MATERIALS PROVIDED =>
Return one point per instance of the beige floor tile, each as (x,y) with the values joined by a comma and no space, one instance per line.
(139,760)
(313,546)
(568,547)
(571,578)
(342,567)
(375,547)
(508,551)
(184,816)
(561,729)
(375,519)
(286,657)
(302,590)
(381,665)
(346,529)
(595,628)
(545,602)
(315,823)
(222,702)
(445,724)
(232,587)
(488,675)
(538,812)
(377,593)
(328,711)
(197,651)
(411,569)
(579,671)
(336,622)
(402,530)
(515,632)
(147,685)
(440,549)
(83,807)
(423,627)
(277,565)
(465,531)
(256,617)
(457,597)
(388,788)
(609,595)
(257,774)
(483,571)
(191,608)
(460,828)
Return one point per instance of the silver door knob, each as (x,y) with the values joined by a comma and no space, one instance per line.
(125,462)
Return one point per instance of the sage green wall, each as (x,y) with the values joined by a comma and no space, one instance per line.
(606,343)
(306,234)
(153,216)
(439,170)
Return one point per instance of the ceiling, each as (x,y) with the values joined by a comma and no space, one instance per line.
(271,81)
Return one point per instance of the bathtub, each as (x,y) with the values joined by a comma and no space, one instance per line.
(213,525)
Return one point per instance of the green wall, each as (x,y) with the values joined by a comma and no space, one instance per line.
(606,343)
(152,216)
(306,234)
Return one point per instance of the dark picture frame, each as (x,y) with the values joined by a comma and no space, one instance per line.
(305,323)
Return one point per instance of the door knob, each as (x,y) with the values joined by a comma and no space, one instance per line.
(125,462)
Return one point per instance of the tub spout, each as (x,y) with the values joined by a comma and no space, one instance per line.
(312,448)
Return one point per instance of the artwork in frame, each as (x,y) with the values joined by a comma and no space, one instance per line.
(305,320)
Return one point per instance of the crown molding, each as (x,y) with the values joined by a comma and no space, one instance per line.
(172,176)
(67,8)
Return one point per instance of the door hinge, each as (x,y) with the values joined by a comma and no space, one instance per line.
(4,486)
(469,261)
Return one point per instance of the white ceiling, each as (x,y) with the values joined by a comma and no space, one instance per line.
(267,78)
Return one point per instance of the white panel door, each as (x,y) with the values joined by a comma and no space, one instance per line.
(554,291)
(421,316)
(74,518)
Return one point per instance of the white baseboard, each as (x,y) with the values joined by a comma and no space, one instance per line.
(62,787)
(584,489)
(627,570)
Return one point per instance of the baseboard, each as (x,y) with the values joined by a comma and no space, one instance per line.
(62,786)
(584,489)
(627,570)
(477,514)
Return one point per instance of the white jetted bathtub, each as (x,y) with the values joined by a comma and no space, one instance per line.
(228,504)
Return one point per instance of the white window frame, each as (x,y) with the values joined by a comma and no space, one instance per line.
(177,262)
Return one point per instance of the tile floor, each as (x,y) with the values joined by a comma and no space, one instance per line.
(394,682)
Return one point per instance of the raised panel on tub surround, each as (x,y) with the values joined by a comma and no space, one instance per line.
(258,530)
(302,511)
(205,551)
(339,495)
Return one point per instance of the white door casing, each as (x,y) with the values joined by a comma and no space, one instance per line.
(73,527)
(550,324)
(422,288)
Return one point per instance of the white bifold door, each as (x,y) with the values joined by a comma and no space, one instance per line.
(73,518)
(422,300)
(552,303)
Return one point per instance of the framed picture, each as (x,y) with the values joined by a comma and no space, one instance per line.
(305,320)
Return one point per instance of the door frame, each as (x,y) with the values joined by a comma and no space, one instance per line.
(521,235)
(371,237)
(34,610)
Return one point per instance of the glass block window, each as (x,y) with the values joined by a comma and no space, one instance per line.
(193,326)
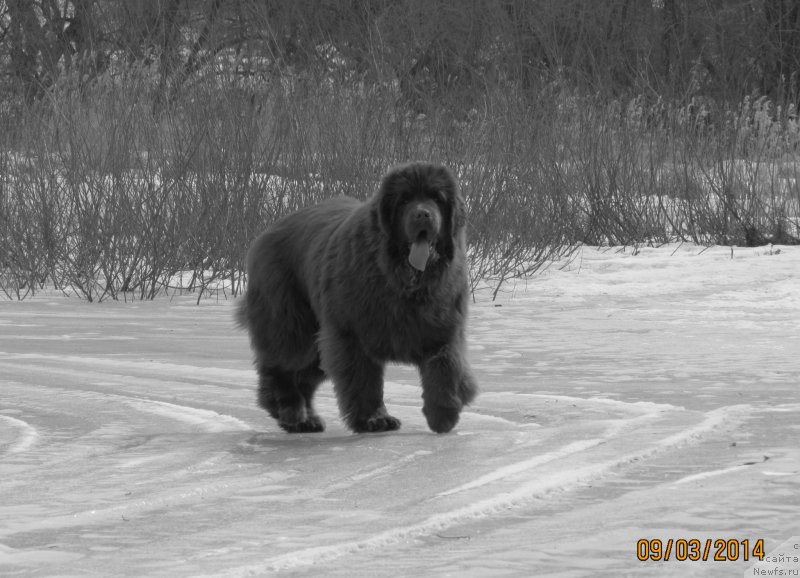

THE PROBLEM =>
Which lines in the entries above contain the word "white"? Select and copy each of them, treating uppercase and lowercase as different.

TASK SOLUTION =>
Return one point per instance of the white ceiling, each as (x,y) with the values joined by a comma and no space, one instance per line.
Return one point per instance of the white panel door, each as (x,y) with the values joined by a comma and no space, one instance per line.
Return one point per instance of the white baseboard, each as (x,y) with the values joined by a comma and no space, one instance per line.
Return one point per instance of the white jetted bathtub, each as (x,y) with the values joined by a comma and no space, one instance per line.
Return one point per instance of the white window frame, each as (x,y) with the values joined by a comma and no space, one instance per line.
Return one point per instance of the white door casing, each as (x,y) with the values joined by a comma and no space, one instance per line.
Return one point per instance of the white bifold door, each as (x,y) with the values joined by a comma and no space, one instance per line.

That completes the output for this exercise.